Count the lines in the entries below that contain the word "railing". Reply with the number alone.

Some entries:
* * * * * * *

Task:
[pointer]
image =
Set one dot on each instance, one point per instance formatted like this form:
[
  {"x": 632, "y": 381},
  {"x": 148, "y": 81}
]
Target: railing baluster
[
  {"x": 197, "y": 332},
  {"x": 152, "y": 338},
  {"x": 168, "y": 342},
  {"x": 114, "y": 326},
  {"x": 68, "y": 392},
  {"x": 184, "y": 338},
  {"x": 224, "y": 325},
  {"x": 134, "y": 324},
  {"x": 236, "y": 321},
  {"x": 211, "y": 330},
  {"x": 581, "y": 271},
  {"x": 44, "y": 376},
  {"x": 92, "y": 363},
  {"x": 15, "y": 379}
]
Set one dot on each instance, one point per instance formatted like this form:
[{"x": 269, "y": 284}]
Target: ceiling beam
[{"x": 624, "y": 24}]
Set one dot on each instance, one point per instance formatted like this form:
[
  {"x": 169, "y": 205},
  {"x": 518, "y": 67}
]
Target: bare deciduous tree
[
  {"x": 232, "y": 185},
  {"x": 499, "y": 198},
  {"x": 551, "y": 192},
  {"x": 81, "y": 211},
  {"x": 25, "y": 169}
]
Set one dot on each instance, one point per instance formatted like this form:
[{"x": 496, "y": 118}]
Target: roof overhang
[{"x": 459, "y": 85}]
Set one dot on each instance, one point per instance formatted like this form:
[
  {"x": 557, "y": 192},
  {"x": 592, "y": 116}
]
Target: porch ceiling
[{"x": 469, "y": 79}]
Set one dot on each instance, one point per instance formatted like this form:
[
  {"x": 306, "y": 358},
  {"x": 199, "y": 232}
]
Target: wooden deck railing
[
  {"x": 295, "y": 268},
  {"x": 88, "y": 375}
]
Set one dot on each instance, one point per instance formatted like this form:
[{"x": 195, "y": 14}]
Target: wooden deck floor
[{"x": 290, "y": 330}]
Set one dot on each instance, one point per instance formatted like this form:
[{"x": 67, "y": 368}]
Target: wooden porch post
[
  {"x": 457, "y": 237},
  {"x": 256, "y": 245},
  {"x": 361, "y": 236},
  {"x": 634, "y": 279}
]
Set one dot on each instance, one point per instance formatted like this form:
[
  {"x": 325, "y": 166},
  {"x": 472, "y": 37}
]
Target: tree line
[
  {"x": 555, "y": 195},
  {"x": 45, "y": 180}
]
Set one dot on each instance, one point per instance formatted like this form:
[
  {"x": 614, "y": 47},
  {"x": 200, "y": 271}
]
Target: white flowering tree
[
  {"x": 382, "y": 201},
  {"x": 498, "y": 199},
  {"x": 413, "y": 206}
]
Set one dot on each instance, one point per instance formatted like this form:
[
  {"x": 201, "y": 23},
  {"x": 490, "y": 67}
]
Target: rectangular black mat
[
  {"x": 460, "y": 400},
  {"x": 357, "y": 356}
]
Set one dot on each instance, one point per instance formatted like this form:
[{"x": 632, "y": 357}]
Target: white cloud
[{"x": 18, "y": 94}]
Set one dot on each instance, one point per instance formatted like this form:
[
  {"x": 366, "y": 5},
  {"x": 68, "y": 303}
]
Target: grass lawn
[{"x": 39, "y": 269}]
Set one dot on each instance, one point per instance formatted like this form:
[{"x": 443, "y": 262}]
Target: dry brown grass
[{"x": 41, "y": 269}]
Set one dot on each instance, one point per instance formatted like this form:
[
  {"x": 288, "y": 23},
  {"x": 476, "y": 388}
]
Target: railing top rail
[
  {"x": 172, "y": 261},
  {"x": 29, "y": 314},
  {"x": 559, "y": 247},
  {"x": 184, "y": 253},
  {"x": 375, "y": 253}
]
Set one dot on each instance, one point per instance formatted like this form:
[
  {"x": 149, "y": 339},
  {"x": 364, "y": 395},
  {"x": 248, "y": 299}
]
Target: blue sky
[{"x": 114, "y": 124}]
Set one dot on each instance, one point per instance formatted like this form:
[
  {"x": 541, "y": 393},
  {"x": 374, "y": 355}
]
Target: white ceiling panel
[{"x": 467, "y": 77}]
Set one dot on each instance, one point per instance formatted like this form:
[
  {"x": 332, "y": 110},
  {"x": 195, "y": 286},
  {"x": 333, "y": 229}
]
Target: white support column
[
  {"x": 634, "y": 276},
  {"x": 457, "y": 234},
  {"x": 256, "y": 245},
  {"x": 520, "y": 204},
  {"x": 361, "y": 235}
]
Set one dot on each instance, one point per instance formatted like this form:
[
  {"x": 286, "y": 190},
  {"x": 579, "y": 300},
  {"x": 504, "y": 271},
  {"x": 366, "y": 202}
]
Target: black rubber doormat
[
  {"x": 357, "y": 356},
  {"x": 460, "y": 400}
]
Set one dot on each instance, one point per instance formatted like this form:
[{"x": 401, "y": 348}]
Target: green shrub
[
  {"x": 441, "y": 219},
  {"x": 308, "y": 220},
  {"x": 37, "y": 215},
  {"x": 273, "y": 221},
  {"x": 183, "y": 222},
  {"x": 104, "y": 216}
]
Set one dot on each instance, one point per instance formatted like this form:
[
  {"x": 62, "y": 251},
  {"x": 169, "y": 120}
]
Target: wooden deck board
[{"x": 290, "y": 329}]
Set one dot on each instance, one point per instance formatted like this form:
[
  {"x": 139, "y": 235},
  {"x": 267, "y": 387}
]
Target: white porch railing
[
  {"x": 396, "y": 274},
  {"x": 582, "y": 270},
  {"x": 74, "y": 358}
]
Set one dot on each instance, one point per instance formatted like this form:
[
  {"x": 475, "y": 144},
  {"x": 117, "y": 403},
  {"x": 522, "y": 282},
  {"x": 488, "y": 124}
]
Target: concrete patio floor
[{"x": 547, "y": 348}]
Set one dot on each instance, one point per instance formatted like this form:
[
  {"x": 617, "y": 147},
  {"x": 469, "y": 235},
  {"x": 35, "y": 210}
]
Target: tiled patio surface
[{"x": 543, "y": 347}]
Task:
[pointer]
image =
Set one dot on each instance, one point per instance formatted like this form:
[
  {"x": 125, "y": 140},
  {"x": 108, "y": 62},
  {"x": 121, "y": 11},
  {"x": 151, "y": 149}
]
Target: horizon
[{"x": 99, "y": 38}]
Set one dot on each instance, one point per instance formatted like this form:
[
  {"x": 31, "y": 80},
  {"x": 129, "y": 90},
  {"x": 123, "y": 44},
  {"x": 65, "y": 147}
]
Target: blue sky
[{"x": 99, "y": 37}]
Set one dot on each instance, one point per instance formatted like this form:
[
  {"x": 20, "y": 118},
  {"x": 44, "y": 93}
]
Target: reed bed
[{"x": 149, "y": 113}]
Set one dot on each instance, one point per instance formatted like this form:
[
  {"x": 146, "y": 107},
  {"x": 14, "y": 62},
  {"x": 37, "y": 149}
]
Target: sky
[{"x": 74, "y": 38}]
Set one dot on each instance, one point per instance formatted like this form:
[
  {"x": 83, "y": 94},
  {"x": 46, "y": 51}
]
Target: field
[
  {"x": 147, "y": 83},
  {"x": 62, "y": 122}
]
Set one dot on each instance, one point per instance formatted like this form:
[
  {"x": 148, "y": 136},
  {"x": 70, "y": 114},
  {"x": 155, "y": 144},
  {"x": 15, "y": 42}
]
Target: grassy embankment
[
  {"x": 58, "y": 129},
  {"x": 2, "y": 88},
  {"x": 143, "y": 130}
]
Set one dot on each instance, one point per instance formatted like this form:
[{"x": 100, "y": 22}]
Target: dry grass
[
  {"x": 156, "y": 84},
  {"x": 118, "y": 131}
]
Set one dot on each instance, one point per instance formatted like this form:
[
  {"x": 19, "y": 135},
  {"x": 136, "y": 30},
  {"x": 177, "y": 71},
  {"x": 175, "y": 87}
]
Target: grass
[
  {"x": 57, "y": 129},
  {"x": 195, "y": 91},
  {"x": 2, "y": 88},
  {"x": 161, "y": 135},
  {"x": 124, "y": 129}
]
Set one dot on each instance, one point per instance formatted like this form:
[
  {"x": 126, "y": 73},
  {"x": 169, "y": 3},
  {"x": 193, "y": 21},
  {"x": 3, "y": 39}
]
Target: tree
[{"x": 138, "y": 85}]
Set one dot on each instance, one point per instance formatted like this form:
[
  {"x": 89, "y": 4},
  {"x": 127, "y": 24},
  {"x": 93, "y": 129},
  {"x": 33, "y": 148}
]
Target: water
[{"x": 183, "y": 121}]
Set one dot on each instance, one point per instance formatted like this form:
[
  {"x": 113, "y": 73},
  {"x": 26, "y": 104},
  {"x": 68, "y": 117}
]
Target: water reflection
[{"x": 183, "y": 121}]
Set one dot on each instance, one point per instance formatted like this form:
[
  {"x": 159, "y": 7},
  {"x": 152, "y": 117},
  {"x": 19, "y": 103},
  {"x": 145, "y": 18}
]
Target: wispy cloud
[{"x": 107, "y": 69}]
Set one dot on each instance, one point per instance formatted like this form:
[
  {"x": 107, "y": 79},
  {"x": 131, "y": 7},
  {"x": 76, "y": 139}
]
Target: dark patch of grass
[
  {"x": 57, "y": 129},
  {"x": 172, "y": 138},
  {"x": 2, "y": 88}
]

* * * * * * *

• Problem solution: 4